[Exercise goal]:
Print out each entry below exactly, please.

──────────

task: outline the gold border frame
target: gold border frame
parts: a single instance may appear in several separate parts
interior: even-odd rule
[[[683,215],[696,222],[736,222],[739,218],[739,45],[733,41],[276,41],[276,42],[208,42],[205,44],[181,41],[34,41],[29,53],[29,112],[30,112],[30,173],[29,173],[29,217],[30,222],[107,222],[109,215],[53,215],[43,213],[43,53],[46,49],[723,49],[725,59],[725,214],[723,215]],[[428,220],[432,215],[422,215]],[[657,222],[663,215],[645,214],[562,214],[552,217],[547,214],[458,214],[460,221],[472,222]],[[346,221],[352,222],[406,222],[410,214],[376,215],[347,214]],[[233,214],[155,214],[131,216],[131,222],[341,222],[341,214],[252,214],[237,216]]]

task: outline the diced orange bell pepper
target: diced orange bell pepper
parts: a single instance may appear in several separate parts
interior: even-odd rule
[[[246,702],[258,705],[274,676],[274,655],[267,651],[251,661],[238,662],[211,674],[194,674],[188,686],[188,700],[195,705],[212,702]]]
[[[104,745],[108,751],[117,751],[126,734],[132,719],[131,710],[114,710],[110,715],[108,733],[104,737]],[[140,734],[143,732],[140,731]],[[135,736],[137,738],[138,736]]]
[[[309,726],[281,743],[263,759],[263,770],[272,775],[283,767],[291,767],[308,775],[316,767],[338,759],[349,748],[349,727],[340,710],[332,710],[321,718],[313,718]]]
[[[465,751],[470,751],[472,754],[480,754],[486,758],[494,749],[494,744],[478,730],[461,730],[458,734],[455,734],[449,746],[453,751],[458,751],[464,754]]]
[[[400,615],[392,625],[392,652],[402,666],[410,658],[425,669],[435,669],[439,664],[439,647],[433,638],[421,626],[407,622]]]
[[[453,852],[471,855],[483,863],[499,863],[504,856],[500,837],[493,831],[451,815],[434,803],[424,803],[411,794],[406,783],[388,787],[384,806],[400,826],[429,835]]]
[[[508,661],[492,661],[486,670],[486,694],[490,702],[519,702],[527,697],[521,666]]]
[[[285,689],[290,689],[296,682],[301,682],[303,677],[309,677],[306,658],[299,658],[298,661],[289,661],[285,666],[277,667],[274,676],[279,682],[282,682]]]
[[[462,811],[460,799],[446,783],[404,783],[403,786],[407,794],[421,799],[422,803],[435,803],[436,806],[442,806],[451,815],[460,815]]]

──────────

[Task answer]:
task: outline the gold border frame
target: gold border frame
parts: a single instance may appear in several separate parts
interior: even-odd rule
[[[683,215],[696,222],[736,222],[739,218],[739,45],[733,41],[276,41],[276,42],[208,42],[205,44],[181,41],[34,41],[29,53],[29,112],[30,112],[30,173],[29,173],[29,217],[30,222],[107,222],[109,215],[53,215],[43,213],[43,53],[46,49],[723,49],[725,59],[725,214],[723,215]],[[428,220],[432,215],[422,215]],[[657,222],[663,215],[645,214],[562,214],[552,217],[547,214],[458,214],[460,221],[472,222]],[[346,221],[352,222],[406,222],[410,214],[376,215],[347,214]],[[233,214],[155,214],[131,216],[131,222],[341,222],[341,214],[252,214],[237,216]]]

task: outline the diced orange bell pepper
target: diced orange bell pepper
parts: a single instance may appear in several separate parts
interior: even-odd rule
[[[246,702],[258,705],[274,676],[274,655],[267,651],[251,661],[238,662],[211,674],[194,674],[188,686],[188,700],[195,705],[212,702]]]
[[[104,745],[108,751],[117,751],[126,734],[132,719],[131,710],[114,710],[110,715],[108,733],[104,737]],[[140,734],[143,732],[140,731]],[[135,736],[137,738],[138,736]]]
[[[309,726],[281,743],[263,759],[263,770],[272,775],[283,767],[291,767],[308,775],[316,767],[338,759],[349,748],[349,727],[340,710],[332,710],[321,718],[313,718]]]
[[[465,751],[470,751],[472,754],[480,754],[486,758],[494,749],[494,744],[478,730],[461,730],[458,734],[455,734],[449,746],[453,751],[458,751],[464,754]]]
[[[400,615],[392,625],[392,652],[402,666],[410,658],[425,669],[435,669],[439,664],[439,647],[433,638],[421,626],[407,622]]]
[[[453,852],[471,855],[483,863],[499,863],[504,856],[500,837],[493,831],[451,815],[434,803],[424,803],[411,794],[406,783],[388,787],[384,806],[400,826],[429,835]]]
[[[508,661],[492,661],[486,670],[486,694],[490,702],[519,702],[527,697],[521,666]]]
[[[285,689],[290,689],[296,682],[301,682],[303,677],[309,677],[306,658],[299,658],[298,661],[289,661],[285,666],[277,667],[274,676],[279,682],[282,682]]]
[[[462,811],[460,799],[446,783],[404,783],[403,786],[407,794],[421,799],[422,803],[435,803],[436,806],[442,806],[451,815],[460,815]]]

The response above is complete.